Some more tests from Clint Ruoho. The main branch of Instiki (and, I guess,
the old sanitizer) are vulnerable.
Also: under Ruby 1.8.x, CGI.unescapeHTML screws up horribly decoding NCRs
which represent high-bit ASCII characters. UTF-8 agrees with 7-bit ASCII,
but CGI.unescapeHTML doesn't seem to know that they disagree for i>127.
CMyApp is a WikiWord (at least, on other Wiki systems, like TWiki).
Should allow that here
Also, choose a more obscure name for the thread-local variable tracking
included chunks.
Use "Thread.current[:included_by]" instead of the Class variable,
"@@included_by".
The former will work on some newfangled multi-threaded Webserver stack,
which uses separate threads to handle multiple simlutaneous requests
(one request/thread). Dunno that the rest of the application is
thread-safe, but using a class variable, in this context, probably isn't.
Thanks to Sam Ruby for the suggestion.
Another request from the old (and apparently defunct) Instiki Bug Tracker:
allow single letter WikiLinks, e.g. "[[a]]". Requested by a Japanese user.
Fixed.
Another very amusing 3-year old bug from the main Instiki Bug Tracker
(don't they ever fix anything?): the chunk-handling code was supposed
to prevent recursive [[!include ...]] statements. Alas, instead of
actually preventing them it would -- when it encountered a recursive
include -- churn away until Rails ran out of stack space.
Fixed.
Previously,
<nowiki>[[!include foo]]</nowiki>
would produce some garbage, like
chunk18226682includechunk
instead of the desired rendered text,
[[!include foo]]
Fixed.

_Direction_: Revise the Instiki change notes from "Should allow that" to "for the suggestion.", replacing "newfangled" with "modern".

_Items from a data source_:

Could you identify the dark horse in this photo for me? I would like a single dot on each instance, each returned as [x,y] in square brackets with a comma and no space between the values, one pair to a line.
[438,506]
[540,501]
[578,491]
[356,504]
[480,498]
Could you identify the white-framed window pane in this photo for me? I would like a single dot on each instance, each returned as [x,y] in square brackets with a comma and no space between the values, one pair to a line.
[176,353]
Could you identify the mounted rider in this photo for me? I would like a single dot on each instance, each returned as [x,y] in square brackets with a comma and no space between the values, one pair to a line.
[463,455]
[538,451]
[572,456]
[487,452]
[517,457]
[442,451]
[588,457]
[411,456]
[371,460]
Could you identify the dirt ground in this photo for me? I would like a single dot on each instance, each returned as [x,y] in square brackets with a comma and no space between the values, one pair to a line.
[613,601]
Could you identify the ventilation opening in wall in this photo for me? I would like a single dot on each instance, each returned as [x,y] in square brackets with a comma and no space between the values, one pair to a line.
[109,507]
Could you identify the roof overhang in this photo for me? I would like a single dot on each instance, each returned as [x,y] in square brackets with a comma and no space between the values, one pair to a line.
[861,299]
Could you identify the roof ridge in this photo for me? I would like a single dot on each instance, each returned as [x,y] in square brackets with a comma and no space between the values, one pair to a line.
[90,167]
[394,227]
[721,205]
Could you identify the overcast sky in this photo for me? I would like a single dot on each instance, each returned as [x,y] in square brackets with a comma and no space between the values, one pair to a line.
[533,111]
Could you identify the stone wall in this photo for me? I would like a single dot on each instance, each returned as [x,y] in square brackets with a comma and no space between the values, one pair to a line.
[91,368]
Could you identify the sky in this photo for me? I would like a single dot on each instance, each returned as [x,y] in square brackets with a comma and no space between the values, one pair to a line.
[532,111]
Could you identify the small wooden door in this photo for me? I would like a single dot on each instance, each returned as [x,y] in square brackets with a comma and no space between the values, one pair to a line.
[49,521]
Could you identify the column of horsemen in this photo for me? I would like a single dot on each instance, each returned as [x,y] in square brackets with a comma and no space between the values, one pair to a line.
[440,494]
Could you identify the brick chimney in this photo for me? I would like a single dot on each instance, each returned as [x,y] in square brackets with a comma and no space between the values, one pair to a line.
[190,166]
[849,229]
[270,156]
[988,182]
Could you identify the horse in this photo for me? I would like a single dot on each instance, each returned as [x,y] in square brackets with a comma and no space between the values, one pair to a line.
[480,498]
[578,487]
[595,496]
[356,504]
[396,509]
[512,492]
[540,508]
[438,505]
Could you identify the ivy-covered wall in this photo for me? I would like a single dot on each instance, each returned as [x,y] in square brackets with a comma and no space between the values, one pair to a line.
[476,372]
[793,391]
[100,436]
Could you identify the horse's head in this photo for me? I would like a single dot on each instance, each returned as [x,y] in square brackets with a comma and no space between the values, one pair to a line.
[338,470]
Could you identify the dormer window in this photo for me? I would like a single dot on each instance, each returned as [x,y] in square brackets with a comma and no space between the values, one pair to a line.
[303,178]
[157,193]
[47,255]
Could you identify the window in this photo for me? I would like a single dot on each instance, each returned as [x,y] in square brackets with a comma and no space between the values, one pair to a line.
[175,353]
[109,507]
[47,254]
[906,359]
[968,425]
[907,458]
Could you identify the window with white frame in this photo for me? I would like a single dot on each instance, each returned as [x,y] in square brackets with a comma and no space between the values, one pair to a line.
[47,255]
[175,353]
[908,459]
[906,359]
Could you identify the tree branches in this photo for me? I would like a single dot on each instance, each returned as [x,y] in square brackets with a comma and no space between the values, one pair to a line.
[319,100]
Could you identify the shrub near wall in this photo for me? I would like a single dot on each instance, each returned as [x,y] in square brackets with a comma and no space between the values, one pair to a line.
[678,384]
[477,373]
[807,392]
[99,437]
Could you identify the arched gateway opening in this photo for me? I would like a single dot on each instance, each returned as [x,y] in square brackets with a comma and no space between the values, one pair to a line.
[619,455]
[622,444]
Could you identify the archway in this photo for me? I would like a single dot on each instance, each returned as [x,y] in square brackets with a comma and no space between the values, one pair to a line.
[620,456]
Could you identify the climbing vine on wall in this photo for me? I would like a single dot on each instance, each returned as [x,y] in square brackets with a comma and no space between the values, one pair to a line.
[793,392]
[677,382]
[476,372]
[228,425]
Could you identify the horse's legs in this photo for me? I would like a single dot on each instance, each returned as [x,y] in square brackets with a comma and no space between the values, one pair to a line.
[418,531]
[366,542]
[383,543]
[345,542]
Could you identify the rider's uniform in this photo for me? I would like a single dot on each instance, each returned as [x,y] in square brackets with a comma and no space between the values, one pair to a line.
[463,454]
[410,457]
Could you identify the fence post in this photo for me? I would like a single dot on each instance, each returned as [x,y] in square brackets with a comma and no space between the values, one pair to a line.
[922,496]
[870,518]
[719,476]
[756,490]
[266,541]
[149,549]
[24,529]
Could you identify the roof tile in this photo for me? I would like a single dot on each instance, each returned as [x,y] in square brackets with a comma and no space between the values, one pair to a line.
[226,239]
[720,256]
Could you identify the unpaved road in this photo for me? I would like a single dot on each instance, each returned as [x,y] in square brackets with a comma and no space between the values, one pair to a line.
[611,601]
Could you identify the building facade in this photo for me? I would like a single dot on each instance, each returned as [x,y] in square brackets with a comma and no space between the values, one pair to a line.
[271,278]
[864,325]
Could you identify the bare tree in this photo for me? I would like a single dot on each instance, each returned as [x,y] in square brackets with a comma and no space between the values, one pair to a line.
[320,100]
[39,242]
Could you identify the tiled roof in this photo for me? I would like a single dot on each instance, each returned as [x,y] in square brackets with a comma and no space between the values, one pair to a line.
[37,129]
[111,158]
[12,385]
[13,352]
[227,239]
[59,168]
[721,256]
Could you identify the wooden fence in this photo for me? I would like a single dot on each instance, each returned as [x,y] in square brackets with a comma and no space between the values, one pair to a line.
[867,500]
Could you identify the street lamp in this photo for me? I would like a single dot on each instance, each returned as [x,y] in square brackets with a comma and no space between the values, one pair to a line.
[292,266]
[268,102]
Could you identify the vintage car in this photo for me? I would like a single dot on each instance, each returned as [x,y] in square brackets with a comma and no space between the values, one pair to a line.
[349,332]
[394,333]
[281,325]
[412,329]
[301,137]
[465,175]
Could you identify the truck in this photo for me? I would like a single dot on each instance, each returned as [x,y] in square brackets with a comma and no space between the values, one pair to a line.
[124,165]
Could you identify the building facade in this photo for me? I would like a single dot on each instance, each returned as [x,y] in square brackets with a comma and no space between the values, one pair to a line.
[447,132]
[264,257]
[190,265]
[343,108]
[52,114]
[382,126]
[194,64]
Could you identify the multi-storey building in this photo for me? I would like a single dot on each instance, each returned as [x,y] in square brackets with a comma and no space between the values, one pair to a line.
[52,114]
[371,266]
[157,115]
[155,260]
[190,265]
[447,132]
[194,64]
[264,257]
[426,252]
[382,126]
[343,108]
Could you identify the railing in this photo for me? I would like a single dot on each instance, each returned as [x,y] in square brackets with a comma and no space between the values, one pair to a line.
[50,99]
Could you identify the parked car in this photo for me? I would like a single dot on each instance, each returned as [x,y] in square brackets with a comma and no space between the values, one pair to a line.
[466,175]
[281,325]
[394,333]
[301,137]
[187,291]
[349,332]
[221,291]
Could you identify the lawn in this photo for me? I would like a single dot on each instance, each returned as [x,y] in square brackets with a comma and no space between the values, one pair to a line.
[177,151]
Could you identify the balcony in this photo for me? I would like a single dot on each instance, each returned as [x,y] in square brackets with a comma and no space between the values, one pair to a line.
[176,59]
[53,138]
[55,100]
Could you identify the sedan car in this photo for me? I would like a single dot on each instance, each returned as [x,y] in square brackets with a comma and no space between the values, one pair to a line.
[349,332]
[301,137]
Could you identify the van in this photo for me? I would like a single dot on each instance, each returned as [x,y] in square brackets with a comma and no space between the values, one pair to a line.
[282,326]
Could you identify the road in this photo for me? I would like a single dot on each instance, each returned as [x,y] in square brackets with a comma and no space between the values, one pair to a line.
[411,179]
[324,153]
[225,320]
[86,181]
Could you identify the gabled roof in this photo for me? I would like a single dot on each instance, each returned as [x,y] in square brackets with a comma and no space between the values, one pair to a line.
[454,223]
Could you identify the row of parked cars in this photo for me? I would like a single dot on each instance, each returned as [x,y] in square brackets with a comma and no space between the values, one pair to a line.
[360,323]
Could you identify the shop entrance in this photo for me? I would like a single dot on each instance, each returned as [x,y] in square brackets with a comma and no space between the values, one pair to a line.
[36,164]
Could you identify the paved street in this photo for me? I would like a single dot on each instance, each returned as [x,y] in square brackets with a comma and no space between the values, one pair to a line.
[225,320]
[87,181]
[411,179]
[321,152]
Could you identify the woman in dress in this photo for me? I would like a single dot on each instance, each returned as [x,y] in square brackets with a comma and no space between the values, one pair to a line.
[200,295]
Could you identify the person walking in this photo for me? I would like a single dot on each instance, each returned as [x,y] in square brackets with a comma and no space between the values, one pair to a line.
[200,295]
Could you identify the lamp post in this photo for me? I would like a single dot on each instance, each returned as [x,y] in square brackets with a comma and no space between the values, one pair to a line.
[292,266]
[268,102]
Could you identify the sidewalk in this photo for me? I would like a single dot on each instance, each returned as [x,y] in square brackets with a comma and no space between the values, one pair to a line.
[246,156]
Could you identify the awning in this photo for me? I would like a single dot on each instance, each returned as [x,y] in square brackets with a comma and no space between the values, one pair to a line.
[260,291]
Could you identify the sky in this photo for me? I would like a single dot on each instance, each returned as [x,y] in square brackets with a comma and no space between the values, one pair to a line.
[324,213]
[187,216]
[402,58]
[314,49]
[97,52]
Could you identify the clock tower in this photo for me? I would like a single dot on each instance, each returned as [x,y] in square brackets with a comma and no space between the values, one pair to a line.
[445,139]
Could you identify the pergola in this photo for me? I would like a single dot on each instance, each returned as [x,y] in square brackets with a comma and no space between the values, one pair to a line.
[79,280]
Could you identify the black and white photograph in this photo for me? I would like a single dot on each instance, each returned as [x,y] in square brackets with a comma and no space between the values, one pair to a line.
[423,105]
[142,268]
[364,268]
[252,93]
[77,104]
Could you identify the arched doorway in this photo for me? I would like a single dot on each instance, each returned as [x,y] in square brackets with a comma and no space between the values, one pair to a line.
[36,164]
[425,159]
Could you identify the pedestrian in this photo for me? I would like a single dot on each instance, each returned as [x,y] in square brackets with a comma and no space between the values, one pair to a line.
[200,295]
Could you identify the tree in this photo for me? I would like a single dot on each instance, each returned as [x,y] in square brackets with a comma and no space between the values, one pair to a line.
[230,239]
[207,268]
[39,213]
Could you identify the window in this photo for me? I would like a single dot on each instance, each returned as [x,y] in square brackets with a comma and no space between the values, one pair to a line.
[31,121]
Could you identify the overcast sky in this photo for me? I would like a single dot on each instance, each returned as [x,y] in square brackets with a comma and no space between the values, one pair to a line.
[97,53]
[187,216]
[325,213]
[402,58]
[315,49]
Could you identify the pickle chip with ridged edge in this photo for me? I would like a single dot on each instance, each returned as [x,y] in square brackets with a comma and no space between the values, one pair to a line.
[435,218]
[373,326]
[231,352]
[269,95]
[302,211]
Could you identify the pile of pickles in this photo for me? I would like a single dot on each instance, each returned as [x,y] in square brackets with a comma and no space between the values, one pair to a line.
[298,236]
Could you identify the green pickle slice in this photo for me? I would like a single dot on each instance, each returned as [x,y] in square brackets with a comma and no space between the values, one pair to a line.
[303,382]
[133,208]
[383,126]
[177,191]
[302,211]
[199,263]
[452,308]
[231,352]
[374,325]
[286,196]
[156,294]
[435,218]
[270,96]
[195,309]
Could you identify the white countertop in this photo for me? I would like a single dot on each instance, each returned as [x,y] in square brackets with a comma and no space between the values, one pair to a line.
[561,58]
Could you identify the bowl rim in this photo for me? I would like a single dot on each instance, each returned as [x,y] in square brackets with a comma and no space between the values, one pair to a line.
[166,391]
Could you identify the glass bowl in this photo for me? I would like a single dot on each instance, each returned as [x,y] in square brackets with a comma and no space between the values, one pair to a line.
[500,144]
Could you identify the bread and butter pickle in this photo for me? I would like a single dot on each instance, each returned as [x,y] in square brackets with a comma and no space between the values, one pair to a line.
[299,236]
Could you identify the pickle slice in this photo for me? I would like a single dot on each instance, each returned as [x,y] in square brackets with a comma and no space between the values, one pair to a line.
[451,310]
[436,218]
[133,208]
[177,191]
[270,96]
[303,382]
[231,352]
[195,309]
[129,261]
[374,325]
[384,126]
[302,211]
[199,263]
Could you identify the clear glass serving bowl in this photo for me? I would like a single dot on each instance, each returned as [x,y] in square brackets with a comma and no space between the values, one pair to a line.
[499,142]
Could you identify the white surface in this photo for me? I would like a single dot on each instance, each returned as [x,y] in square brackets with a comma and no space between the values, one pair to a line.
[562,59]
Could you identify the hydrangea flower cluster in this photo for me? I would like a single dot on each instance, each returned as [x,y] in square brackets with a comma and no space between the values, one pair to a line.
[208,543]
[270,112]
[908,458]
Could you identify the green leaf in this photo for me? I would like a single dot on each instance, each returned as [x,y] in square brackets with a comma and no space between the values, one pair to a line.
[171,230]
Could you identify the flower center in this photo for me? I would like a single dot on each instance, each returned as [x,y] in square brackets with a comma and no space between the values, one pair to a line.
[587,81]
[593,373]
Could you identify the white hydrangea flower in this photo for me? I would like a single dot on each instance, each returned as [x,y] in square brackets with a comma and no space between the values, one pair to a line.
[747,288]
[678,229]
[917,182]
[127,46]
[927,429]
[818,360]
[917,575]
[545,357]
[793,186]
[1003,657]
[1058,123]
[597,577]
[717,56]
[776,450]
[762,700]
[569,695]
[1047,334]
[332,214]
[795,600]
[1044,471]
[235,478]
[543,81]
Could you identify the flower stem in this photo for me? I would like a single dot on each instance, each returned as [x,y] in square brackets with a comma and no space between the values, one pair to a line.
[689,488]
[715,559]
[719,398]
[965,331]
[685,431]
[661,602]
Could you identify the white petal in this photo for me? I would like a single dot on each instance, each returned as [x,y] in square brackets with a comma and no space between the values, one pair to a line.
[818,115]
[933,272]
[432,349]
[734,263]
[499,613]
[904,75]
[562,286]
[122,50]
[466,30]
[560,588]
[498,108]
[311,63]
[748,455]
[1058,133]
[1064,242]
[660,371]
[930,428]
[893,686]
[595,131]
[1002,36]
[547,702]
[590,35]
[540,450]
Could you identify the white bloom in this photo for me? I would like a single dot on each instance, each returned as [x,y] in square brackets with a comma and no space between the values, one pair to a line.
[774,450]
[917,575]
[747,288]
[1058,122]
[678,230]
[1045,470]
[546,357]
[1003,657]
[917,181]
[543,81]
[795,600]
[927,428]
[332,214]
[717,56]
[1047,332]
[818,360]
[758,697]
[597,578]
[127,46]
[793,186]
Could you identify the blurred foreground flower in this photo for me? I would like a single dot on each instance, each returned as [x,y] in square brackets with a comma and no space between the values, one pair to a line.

_Task solution_:
Should allow that here
Also, choose a more obscure name for the thread-local variable tracking
included chunks.
Use "Thread.current[:included_by]" instead of the Class variable,
"@@included_by".
The former will work on some modern multi-threaded Webserver stack,
which uses separate threads to handle multiple simlutaneous requests
(one request/thread). Dunno that the rest of the application is
thread-safe, but using a class variable, in this context, probably isn't.
Thanks to Sam Ruby for the suggestion.